- **PROBLEM STATEMENT**
Restate word for word every entry that appears below, skipping its pictures.
·····
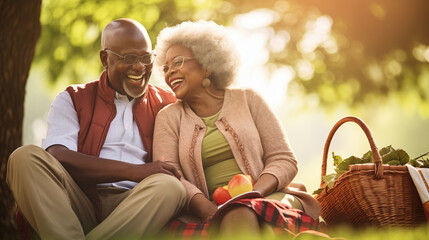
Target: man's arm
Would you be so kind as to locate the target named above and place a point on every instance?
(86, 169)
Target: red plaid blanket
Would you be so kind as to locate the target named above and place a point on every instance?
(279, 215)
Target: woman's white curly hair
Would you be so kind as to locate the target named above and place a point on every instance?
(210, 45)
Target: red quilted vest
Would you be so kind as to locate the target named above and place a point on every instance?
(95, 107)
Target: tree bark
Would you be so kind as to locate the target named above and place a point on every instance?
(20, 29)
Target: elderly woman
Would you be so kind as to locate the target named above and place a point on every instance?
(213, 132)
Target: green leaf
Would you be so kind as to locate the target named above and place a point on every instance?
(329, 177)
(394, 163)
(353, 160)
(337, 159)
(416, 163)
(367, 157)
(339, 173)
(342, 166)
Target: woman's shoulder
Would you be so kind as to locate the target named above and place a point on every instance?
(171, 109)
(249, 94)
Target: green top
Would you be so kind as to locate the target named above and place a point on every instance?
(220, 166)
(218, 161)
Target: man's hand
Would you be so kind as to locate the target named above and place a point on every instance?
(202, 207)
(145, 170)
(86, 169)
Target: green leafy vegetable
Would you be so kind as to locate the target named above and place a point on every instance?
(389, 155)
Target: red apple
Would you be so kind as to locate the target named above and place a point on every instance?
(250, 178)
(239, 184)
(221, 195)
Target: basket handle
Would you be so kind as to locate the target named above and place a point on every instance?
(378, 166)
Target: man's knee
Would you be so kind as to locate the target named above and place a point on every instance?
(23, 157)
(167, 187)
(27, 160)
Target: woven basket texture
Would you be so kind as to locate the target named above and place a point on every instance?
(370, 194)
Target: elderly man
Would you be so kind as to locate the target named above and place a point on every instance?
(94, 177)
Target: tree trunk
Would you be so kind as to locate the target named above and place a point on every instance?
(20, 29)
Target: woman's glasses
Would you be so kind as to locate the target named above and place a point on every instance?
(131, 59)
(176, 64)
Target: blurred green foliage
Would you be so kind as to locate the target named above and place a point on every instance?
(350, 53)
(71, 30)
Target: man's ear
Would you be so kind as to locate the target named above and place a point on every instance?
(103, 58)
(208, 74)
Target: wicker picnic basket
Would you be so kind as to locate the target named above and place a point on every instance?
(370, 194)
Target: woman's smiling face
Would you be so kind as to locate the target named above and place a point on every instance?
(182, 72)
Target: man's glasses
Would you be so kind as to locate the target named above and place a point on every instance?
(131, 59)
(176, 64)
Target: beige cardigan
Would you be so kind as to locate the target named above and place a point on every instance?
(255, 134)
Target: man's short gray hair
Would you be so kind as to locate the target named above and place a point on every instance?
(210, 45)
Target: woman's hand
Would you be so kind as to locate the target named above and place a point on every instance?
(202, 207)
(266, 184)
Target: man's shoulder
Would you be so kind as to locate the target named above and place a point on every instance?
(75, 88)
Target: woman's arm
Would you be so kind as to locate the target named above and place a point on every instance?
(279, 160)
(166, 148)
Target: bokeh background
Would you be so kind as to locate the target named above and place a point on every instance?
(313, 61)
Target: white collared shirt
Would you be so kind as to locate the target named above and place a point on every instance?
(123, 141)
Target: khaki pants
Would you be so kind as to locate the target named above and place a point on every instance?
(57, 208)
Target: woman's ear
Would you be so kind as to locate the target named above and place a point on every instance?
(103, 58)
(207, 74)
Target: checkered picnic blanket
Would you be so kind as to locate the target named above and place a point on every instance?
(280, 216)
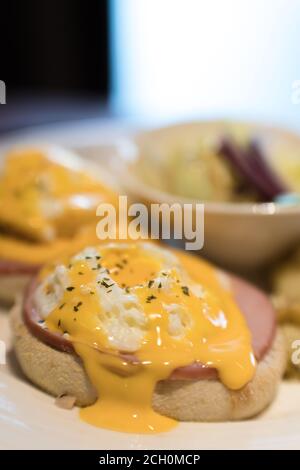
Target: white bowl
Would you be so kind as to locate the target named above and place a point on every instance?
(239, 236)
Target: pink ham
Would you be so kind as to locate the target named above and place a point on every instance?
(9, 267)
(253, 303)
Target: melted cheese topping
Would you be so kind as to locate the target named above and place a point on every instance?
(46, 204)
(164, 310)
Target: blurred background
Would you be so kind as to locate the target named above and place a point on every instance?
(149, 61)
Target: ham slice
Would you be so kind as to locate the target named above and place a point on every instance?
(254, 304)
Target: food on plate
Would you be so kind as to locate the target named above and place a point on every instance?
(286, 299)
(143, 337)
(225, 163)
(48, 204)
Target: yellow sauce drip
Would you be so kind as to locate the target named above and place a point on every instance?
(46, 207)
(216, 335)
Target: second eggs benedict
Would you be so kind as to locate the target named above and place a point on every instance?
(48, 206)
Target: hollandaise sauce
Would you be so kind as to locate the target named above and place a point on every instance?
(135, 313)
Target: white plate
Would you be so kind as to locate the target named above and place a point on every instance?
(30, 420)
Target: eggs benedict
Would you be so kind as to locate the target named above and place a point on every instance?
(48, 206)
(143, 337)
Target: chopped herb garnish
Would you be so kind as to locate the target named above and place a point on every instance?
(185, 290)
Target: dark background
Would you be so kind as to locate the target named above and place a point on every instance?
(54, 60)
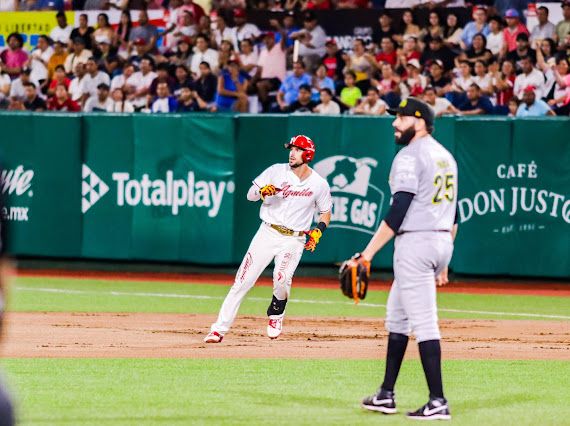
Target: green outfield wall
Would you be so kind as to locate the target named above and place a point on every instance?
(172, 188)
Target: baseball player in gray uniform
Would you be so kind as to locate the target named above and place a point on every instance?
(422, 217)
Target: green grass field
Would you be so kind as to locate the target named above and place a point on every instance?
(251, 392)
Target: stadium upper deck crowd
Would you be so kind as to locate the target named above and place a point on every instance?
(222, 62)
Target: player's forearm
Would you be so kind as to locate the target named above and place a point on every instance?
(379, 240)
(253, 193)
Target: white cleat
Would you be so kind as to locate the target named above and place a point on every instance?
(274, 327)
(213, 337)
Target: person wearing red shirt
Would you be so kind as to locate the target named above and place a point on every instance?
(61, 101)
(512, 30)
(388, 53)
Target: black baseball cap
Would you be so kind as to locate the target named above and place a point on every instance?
·····
- **ANSWER SECTION**
Target: man's arm
Would you be so kind as to locate the target named above and place a point on every instance?
(86, 169)
Target: red plaid blanket
Would you be so kind as to locate the target named above and place a point on every instance?
(279, 215)
Target: woman's white curly hair
Would you be so kind as to locate the target named above and place a point on every instance?
(210, 45)
Target: red quilted vest
Would you be so kind as to locate the target named above and place a point on every instance?
(95, 107)
Target: tree bark
Would you be so kind as to locate the target named above and place a point on every instance?
(20, 29)
Target: elderly woman
Would you be so kind as to locate the target named above and place a point on every instance?
(213, 132)
Target: green leaf
Would you be so kind as to locate the target named above and place a point on every instance?
(329, 177)
(394, 163)
(353, 160)
(337, 159)
(416, 163)
(367, 157)
(339, 173)
(342, 166)
Target: woman's shoulder
Would you be so kind as to locate the target named above and place a point on every instance?
(171, 109)
(249, 94)
Target: green top
Would you be so kind as to locate the target named above and place a point on every instance?
(220, 166)
(218, 161)
Target: man's hand
Would you be so kind as to locate the target named above and place a point on every instance?
(202, 207)
(145, 170)
(86, 169)
Target: green leafy vegetable
Would you be so kind as to locate the target named above and place a point on every instance?
(389, 155)
Target: red apple
Would you be so kind as to locate the target named above and place a point on every instance?
(250, 178)
(239, 184)
(221, 195)
Target: basket handle
Would you be so kind as to locate the target named above and place a point on every instance?
(378, 166)
Target: man's knee
Would you be so kind as to locate the target named above and place a point on every instance?
(23, 157)
(167, 187)
(27, 160)
Target: woven basket texture
Would you be so kind as to locate the target named above and place a point on every instance?
(370, 194)
Target: elderly man
Would you be so kind as to locate the target named above and place a point on every instance?
(94, 177)
Target: tree trunk
Would you be so kind as to locate the target named above and place a point on every instance?
(20, 29)
Target: woman's glasses
Would you be so kind as to locate the target named above and place a point on every instance?
(131, 59)
(176, 64)
Target: blurred green foliage
Would you be so kind as to locate the target named above and place a point on every instance?
(350, 53)
(71, 30)
Target: man's ear
Would you be so kind as to locate the target named above and place a point on every instance?
(103, 58)
(208, 74)
Target: wicker picnic basket
Would you be so kind as to locate the target named above and place a point on every instance?
(370, 194)
Target: woman's smiling face
Would you be so kind as to locate the target named above and place a point on every instance?
(182, 72)
Target: man's glasses
Would you be so kind as to locate the target named above and place a point on every instance?
(131, 59)
(176, 64)
Target: beige cardigan
Would you be so kind as to locate the target named above and place a point on every instance?
(255, 134)
Target: man's short gray hair
Would you be so kind as to locate the target named above and place a point on every instance?
(210, 45)
Target: woman's hand
Would you be so kind as to locate the target named above and place a point on every instance?
(202, 207)
(266, 184)
Target: man's shoulder
Would you be so kind as to locate the target named above and place a point on every instance?
(75, 88)
Target: woman's arm
Would you be so kind as to locate the target named above and place a point on every instance?
(279, 160)
(166, 148)
Target: bokeh background
Would you be so kind as to locate the target named above and place a point on every instance?
(313, 61)
Target: white collared shirt
Would you be so kind as to locate the target named above and place a point on every instance?
(123, 141)
Target: khaki pants
Would you be so kind as to locate the target named above and place a point on every instance?
(57, 208)
Target: woman's ear
Would you be so kind as to locate the target named above and place a point on every instance?
(103, 58)
(207, 74)
Target: checkered picnic blanket
Would you be so kind as to locate the target named above and place a point on every instance?
(280, 216)
Target: white bowl
Would you be so kind as to locate the target named above and place a point on every instance?
(239, 236)
Target: pink ham
Would you be so kind as to locate the target named above and place a point on every instance?
(9, 267)
(253, 303)
Target: melted cheese topping
Would you be so kind as to locate the target named above and place a point on every instance?
(46, 204)
(164, 310)
Target: blurred background
Would you be so kind as to locate the target named above and place a point on every instance?
(149, 61)
Target: ham slice
Would you be so kind as to locate the target named above and place a point on every instance?
(254, 304)
Target: food on plate
Would you be so kind as to locate the target named above and place a point on every instance?
(286, 299)
(143, 337)
(225, 163)
(48, 204)
Target: yellow sauce drip
Would you be so kind as to locate the target named above and place a point on every instance?
(46, 207)
(216, 335)
Target: second eggs benedict
Would you be so kind as to locate the target named above and place a point on every instance?
(48, 206)
Target: hollandaise sauce
Would you be so kind as to locate the target named above and place a point on every instance?
(135, 313)
Target: white plate
Would you be so kind as to locate the target named above and place a point on every instance?
(30, 420)
Target: eggs benedict
Would you be so kind as to locate the target named above and place a point on every instance?
(48, 206)
(143, 337)
Target: chopped herb garnish
Would you be so kind as to locate the target named above and place a point on every instance?
(185, 290)
Target: dark background
Would you be so kind as to locate the target named above and place a point on every instance?
(54, 60)
Target: green outfield wall
Would you be so kind as to locate the target named above and place a point on every instance?
(172, 188)
Target: baseball player in gray uniform
Would you be so kind as to locate the target named above and place a point on every instance?
(422, 217)
Target: green grass field
Would you be so kind as to locate the target named above and place a point on every instance?
(251, 392)
Target: stadium upper deck crowd
Would you be so kind as to locate the target named above and place a point on every instance?
(222, 62)
Target: player's forearm
Would you be so kind as to locate the target named above and place a point on every instance?
(379, 240)
(253, 193)
Target: white cleat
Would you be so kind as to locate the target named above and place a point on every instance?
(274, 327)
(213, 337)
Target: person wearing red shirt
Would you be so kind as to locate the target named above and place a point on every instance?
(61, 101)
(512, 30)
(388, 53)
Target: black baseball cap
Would you be so kind as to locate the target named above and place a point on every instance?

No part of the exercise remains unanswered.